Copy out the data word for word, without any of its pictures.

Supplied records START

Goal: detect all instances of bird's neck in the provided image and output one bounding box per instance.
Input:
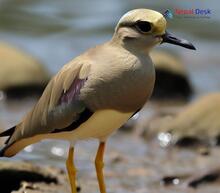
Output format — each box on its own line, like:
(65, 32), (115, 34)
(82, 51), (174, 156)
(110, 33), (151, 56)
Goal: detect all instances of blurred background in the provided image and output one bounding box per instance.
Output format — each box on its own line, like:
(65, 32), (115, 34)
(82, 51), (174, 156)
(0, 0), (220, 193)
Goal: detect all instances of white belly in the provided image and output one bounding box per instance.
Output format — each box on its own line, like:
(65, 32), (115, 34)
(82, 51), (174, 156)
(48, 109), (134, 141)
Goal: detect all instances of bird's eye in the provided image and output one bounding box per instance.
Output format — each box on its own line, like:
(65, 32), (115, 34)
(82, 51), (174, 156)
(135, 21), (152, 33)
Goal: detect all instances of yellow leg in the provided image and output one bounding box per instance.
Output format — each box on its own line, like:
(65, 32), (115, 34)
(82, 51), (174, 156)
(66, 147), (77, 193)
(95, 142), (107, 193)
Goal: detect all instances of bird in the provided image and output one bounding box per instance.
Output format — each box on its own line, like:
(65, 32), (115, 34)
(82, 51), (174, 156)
(0, 9), (195, 193)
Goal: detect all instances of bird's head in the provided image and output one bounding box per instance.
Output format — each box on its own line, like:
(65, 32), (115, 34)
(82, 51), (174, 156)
(113, 9), (196, 52)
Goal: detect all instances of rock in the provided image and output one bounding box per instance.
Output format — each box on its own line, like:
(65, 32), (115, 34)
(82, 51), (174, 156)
(150, 50), (193, 100)
(161, 167), (220, 189)
(0, 43), (50, 98)
(0, 160), (80, 193)
(161, 176), (182, 186)
(188, 171), (220, 188)
(132, 100), (186, 138)
(148, 93), (220, 147)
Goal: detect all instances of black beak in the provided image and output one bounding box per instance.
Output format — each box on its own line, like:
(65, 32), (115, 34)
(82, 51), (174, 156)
(161, 31), (196, 50)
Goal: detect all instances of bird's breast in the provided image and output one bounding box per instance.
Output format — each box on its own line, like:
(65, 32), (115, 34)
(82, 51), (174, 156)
(80, 54), (155, 112)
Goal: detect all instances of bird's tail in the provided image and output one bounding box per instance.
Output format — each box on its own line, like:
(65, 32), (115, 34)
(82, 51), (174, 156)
(0, 126), (16, 157)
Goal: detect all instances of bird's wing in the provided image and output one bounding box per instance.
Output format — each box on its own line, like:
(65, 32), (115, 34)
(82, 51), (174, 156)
(4, 59), (91, 146)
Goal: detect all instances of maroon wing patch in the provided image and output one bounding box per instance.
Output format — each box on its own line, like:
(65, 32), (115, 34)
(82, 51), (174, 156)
(59, 78), (87, 105)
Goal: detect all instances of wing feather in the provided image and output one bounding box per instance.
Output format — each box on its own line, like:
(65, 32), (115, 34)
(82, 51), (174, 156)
(6, 60), (91, 145)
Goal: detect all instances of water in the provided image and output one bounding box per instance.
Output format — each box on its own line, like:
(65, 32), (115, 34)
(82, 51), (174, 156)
(0, 0), (220, 192)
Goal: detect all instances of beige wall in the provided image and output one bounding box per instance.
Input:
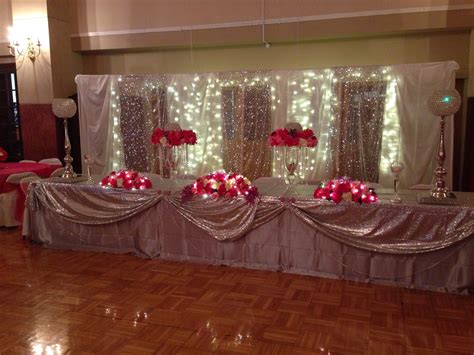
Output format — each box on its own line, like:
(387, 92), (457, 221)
(11, 0), (53, 104)
(70, 0), (474, 52)
(0, 0), (12, 57)
(72, 0), (474, 34)
(47, 0), (83, 98)
(0, 0), (472, 97)
(82, 30), (471, 77)
(2, 0), (83, 102)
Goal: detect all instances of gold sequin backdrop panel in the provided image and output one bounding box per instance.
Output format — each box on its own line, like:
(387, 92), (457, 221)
(222, 85), (272, 180)
(330, 67), (388, 182)
(118, 75), (167, 172)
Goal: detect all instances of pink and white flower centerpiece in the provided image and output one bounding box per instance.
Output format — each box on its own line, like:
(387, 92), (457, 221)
(268, 123), (318, 185)
(314, 177), (378, 204)
(182, 171), (259, 203)
(100, 170), (152, 190)
(151, 124), (198, 177)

Supplied records END

Written solution
Goal: detect all instances of bird's neck in the provided image and output one bounding box per instance.
Input:
Output format — each box on its own line, like:
(65, 32), (115, 34)
(82, 51), (174, 156)
(110, 33), (151, 56)
Goal: detect all instances of blurred background in the provided image and output one bounding box per instance.
Output format — each box on its own line, like:
(65, 32), (115, 34)
(82, 51), (174, 156)
(0, 0), (220, 193)
Goal: detect all instances of white belly in the provided image and output one bounding box per instance.
Output format — each box on its own line, like:
(65, 32), (115, 34)
(82, 51), (174, 156)
(48, 109), (134, 141)
Goal: detect all instances of bird's eye in the provided image and output one bounding box per instance.
Output format — each box on its own line, like:
(65, 32), (115, 34)
(82, 51), (174, 156)
(135, 21), (152, 33)
Goal: detect all instances of yellow leg in the provided image and output one bounding box per instance.
Output format — each box on its own line, like:
(65, 32), (115, 34)
(82, 51), (174, 156)
(66, 147), (77, 193)
(95, 142), (107, 193)
Goal: detect all instances of bird in the provided image and output one bounding box per instance.
Output format — each box on its own line, like:
(65, 32), (115, 34)
(82, 51), (174, 156)
(0, 9), (195, 193)
Goal: detect all instances of bird's head in the provided image and output one bounding box per instance.
Output format — each box on its own line, like:
(65, 32), (115, 34)
(82, 51), (174, 156)
(113, 9), (196, 52)
Goal: detect all instances of rock in the provided image and output one bounding box per instance.
Output format — each box on its own line, like:
(65, 32), (115, 34)
(82, 51), (174, 156)
(150, 50), (193, 100)
(161, 167), (220, 189)
(0, 43), (50, 98)
(0, 160), (80, 193)
(161, 176), (182, 186)
(188, 171), (220, 188)
(132, 100), (186, 138)
(148, 93), (220, 147)
Goal: detect all instances of black beak in the provided image and output one bounding box per instance.
Output format — each box on its own line, like:
(65, 32), (115, 34)
(82, 51), (174, 156)
(161, 31), (196, 50)
Goal: detect all instances of bird's breast in the provided image and output one bounding box per instance.
Output format — each box on its own line, like:
(65, 32), (115, 34)
(82, 51), (174, 156)
(80, 54), (155, 112)
Goal: detect all instances of bird's tail in the provided image and output one bounding box per instance.
Output format — each box on its own line, like:
(65, 32), (115, 34)
(82, 51), (174, 156)
(0, 126), (16, 157)
Goal: detect all instances of bird's wing in the provided image and output one bounding box per instance.
Output format — each box on its own line, like:
(65, 32), (115, 34)
(82, 51), (174, 156)
(4, 59), (91, 146)
Goal: detect all instances of maroon wing patch in the provided image and output one bounding box per instance.
Output format — each box on its own line, like:
(65, 32), (115, 34)
(82, 51), (174, 156)
(59, 78), (87, 105)
Goal: detect all instances of wing feather in the provided image and output one bounding box per instance.
Output format — each box on its own line, like:
(65, 32), (115, 34)
(82, 51), (174, 156)
(6, 60), (91, 145)
Goal: detect all instances of water in the provided image and output one bounding box per instance.
Output format — each box on its own line, like:
(65, 32), (115, 34)
(82, 51), (174, 156)
(0, 0), (220, 192)
Goal: detect all instances of beige wall in the provided image and output one bounding box per instance.
Input:
Output format — each box on its own line, like:
(387, 92), (457, 221)
(11, 0), (53, 104)
(70, 0), (474, 52)
(0, 0), (12, 57)
(72, 0), (474, 34)
(47, 0), (83, 98)
(0, 0), (472, 97)
(82, 30), (471, 77)
(2, 0), (83, 102)
Goal: detect all instances of gold sequin backdrop panel in the provided image and output one bounding box per instance.
Output format — each box on its own line, like:
(387, 92), (457, 221)
(222, 85), (272, 180)
(330, 67), (388, 182)
(118, 75), (167, 172)
Goal: detect all instances of pink and white flower centerpiece in the provided image and output one bounding box per instance.
Output format — each box on its own line, like:
(387, 92), (457, 221)
(268, 123), (318, 185)
(314, 177), (378, 204)
(182, 171), (259, 203)
(100, 170), (152, 190)
(151, 124), (198, 177)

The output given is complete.